WORK ITEM>
Find each line in the entries below that contains the string "clicks", matching case exactly, and copy those lines in full.

*** SOURCE INFORMATION Section Begins ***

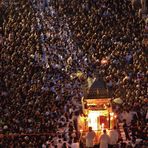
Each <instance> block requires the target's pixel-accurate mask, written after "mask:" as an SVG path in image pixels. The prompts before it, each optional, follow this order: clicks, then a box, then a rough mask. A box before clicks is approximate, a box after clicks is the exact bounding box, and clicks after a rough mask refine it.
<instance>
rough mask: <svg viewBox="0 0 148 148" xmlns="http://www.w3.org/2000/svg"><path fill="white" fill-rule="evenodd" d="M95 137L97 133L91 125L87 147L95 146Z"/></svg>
mask: <svg viewBox="0 0 148 148" xmlns="http://www.w3.org/2000/svg"><path fill="white" fill-rule="evenodd" d="M95 138H96V133H95V132H94V131H93V130H92V127H89V131H88V133H87V134H86V147H87V148H93V146H94V140H95Z"/></svg>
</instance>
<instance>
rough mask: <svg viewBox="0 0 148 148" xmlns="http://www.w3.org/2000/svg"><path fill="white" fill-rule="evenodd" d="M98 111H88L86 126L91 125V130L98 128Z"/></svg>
mask: <svg viewBox="0 0 148 148" xmlns="http://www.w3.org/2000/svg"><path fill="white" fill-rule="evenodd" d="M99 115H100V112H99V111H90V112H89V113H88V126H89V127H92V129H93V130H98V117H99Z"/></svg>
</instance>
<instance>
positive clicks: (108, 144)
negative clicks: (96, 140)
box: [99, 130, 110, 148]
mask: <svg viewBox="0 0 148 148" xmlns="http://www.w3.org/2000/svg"><path fill="white" fill-rule="evenodd" d="M99 144H100V148H108V147H109V144H110V137H109V135H108V134H107V133H106V130H103V134H102V135H101V136H100V137H99Z"/></svg>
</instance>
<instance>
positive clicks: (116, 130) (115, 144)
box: [109, 126, 119, 148]
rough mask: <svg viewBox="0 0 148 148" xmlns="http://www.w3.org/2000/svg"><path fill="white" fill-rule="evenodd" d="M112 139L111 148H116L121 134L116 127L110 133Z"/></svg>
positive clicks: (112, 129)
mask: <svg viewBox="0 0 148 148" xmlns="http://www.w3.org/2000/svg"><path fill="white" fill-rule="evenodd" d="M109 137H110V148H113V147H116V146H117V143H118V140H119V132H118V131H117V128H116V126H114V129H112V130H111V131H110V132H109Z"/></svg>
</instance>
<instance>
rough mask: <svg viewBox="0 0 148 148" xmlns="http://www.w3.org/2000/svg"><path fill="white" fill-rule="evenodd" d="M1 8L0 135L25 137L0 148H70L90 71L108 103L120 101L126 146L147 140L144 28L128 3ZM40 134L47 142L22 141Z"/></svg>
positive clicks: (118, 1)
mask: <svg viewBox="0 0 148 148" xmlns="http://www.w3.org/2000/svg"><path fill="white" fill-rule="evenodd" d="M1 7H2V8H3V9H1V11H2V13H1V14H2V17H1V19H2V22H3V23H2V24H0V25H1V26H0V27H1V28H0V33H1V37H0V41H1V42H0V48H1V61H2V62H1V68H0V69H1V96H2V99H1V104H0V116H1V118H0V133H1V134H4V135H9V134H14V133H17V134H26V136H13V135H11V137H9V138H7V137H3V138H2V141H1V144H2V145H3V146H4V147H8V145H13V146H14V147H20V145H21V146H24V147H26V146H30V147H37V146H42V147H46V145H49V143H50V144H51V145H57V141H58V142H59V143H60V144H61V143H63V141H65V142H64V143H65V144H61V145H63V147H64V145H65V147H68V146H69V147H71V145H72V143H73V142H77V141H78V138H79V134H78V133H77V132H76V131H77V125H76V123H75V121H76V119H77V116H78V115H79V113H80V112H81V102H80V101H81V97H82V96H83V91H82V85H83V84H84V82H85V81H86V80H87V78H88V77H94V74H95V73H96V72H97V73H98V74H99V75H100V76H101V77H102V76H103V78H104V80H105V81H106V83H107V86H108V89H110V90H112V92H113V94H112V98H117V97H120V98H121V99H122V100H123V103H122V104H121V105H118V106H116V112H117V113H118V114H119V116H121V118H119V120H120V121H121V122H122V121H123V122H126V124H128V126H129V127H128V130H131V131H134V133H132V135H133V136H132V138H133V139H132V140H135V139H136V138H141V139H143V140H147V139H145V138H146V136H145V135H146V130H147V126H146V120H147V119H146V113H147V110H146V105H147V104H146V102H145V101H146V99H147V90H146V87H147V74H148V73H147V61H146V54H147V50H146V49H147V47H146V46H144V45H143V44H142V40H143V28H144V25H145V21H144V20H143V19H142V17H141V15H138V13H139V11H138V10H137V9H136V8H133V7H132V4H131V1H130V0H117V1H116V0H99V1H97V0H70V1H69V0H60V1H58V0H57V1H54V0H50V1H48V0H45V1H40V2H38V1H35V0H33V1H31V0H27V1H25V0H21V1H19V2H18V1H15V0H13V2H11V3H8V4H7V5H4V4H2V5H1ZM138 9H139V8H138ZM102 59H105V60H106V61H107V63H106V64H101V61H102ZM78 71H80V72H82V73H83V75H84V76H83V78H82V77H81V78H80V77H77V76H76V75H74V74H76V73H77V72H78ZM132 112H134V115H133V114H131V113H132ZM125 114H126V115H125ZM130 115H131V116H132V115H133V116H132V117H131V118H130V120H128V119H129V118H127V116H128V117H129V116H130ZM127 120H128V121H127ZM132 128H134V130H132ZM135 131H136V132H135ZM41 133H48V135H44V134H42V135H35V136H28V135H27V134H41ZM57 139H58V140H57ZM60 144H59V145H60ZM66 145H67V146H66ZM50 147H52V146H50ZM53 147H54V146H53ZM59 147H60V146H59ZM61 147H62V146H61Z"/></svg>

*** SOURCE INFORMATION Section Ends ***

FINAL ANSWER>
Each <instance> block requires the target's pixel-accurate mask, written after "mask:" as an SVG path in image pixels. The prompts before it, each optional, follow this order: clicks, then a box, then a rough mask. A box before clicks is approximate, a box after clicks is the exact bounding box, and clicks after a rough mask refine it.
positive clicks: (108, 144)
negative clicks: (96, 140)
positive clicks: (116, 130) (115, 144)
positive clicks: (112, 129)
positive clicks: (118, 1)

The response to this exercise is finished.